Whether you eat it or not, gluten free diets have been trending a lot lately. This trend has a lot of our patients asking “what is gluten?” and “should I be eating it?”. Despite being popular, we find that many patients don’t actually know much about gluten. For this week’s articles we decided to dive into the topic.
What Is Gluten?
Simply put, gluten is a combination of two proteins found primarily in wheat and related grains, like barley and rye. The two proteins, gliadin and glutenin, combine to make gluten.
These proteins help nourish the plant embryos, also give us the chewy goodness in our foods. It makes dough stretchy and gives bread its sponge like properties.
Why Is Gluten So Bad Then???
It’s actually not. It’s neither detrimental or essential for your health. There is very little evidence that suggests that cutting it out is the healthier choice for the average person.
Some people experiencing a chronic digestive disorder, like celiac disease, are not able to eat gluten at all. This is where confusion can sometimes stem from. If gluten is consumed by someone who has celiacs disease, their body views gluten as a foreign body. This causes the immune system to attack the gluten, which ends up damaging the small intestine. Too much of this and their bodies start to suffer major nutritional deficiencies.
Scientists have discovered recently that a small portion of the population has gluten sensitivity. This means that they suffer similar symptoms like cramps, diarrhea and bloating. In both of these cases gluten free options are essential.
If you don’t suffer from either, though, there isn’t much weight to gluten free diets. It’s not a toxin and, just because it’s gluten free, does not suggest that its healthy, natural or lower in calories.
Gluten Free Diet
There are some effects from cutting gluten out of your diet. While the lack of gluten is of no concern, the vitamins in whole grains that it’s combined with are important. Without supplementing these vitamins you could be damaging your own health.
The popularity of gluten free diets have created a market for these foods. There is a wider range of products now available, which is very beneficial for those people who actually need it. For those who don’t, be cautious for companies substituting sugars and fats in place of gluten.

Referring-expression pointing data
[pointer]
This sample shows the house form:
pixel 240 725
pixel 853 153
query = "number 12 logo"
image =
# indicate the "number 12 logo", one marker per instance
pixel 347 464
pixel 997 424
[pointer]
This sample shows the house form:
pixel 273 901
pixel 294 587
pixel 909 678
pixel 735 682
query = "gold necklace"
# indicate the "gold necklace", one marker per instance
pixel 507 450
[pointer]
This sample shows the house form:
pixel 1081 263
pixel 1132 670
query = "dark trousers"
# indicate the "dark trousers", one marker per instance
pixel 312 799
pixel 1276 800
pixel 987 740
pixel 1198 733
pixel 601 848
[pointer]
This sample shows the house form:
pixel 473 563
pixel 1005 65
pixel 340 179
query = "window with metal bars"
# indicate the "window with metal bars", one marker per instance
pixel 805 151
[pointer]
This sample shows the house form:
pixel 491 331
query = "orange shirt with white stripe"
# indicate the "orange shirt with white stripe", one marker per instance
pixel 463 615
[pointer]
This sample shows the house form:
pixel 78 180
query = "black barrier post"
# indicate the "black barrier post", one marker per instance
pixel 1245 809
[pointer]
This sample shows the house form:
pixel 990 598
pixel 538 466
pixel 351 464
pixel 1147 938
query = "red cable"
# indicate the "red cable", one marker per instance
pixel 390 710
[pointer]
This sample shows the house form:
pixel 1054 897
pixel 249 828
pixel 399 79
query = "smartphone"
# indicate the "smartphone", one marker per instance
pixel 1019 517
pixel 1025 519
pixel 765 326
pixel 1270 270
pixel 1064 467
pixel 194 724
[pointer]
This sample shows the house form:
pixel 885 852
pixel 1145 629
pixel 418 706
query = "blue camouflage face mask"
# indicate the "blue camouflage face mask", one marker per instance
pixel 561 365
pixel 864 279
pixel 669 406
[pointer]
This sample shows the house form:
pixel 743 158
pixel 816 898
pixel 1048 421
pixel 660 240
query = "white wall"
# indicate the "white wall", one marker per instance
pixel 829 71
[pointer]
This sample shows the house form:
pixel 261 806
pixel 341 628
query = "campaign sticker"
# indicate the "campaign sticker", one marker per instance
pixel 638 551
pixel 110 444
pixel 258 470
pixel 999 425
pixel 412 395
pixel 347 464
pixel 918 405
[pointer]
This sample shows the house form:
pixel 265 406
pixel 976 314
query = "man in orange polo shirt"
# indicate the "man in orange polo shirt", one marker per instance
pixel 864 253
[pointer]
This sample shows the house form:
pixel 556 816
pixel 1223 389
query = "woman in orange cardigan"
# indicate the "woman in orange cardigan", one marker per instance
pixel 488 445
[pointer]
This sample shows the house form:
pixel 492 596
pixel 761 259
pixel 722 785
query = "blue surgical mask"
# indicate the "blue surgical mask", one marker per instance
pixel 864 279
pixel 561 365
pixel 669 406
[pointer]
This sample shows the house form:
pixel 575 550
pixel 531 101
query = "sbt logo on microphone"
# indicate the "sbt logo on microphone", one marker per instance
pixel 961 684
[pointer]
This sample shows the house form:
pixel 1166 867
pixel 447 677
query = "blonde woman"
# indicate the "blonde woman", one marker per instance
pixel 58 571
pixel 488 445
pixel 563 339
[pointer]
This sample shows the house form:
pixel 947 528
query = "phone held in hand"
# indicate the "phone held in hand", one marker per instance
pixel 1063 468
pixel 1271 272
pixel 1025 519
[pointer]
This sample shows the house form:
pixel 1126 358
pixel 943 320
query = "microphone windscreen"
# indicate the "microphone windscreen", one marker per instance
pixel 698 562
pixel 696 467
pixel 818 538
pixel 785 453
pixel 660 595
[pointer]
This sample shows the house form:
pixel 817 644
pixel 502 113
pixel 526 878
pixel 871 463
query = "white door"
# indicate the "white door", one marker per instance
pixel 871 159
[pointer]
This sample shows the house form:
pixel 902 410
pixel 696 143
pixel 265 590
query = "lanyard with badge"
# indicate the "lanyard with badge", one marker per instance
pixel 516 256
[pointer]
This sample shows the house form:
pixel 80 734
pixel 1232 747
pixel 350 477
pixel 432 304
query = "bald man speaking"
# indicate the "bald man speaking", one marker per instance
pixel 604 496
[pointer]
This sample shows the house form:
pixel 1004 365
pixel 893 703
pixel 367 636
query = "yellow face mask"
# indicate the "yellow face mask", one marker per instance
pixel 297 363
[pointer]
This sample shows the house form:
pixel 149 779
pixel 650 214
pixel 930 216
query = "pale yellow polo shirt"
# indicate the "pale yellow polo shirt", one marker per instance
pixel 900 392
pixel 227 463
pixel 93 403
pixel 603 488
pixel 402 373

■ **WORK ORDER 1**:
Which two proteins does the gluten article say combine to make gluten?
■ **WORK ORDER 2**:
Please reproduce, word for word, the passage of the gluten article that opens with the words containing "Whether you eat" and closes with "sponge like properties.".

■ **EXPECTED OUTPUT 1**:
Gliadin and glutenin.

■ **EXPECTED OUTPUT 2**:
Whether you eat it or not, gluten free diets have been trending a lot lately. This trend has a lot of our patients asking “what is gluten?” and “should I be eating it?”. Despite being popular, we find that many patients don’t actually know much about gluten. For this week’s articles we decided to dive into the topic.
What Is Gluten?
Simply put, gluten is a combination of two proteins found primarily in wheat and related grains, like barley and rye. The two proteins, gliadin and glutenin, combine to make gluten.
These proteins help nourish the plant embryos, also give us the chewy goodness in our foods. It makes dough stretchy and gives bread its sponge like properties.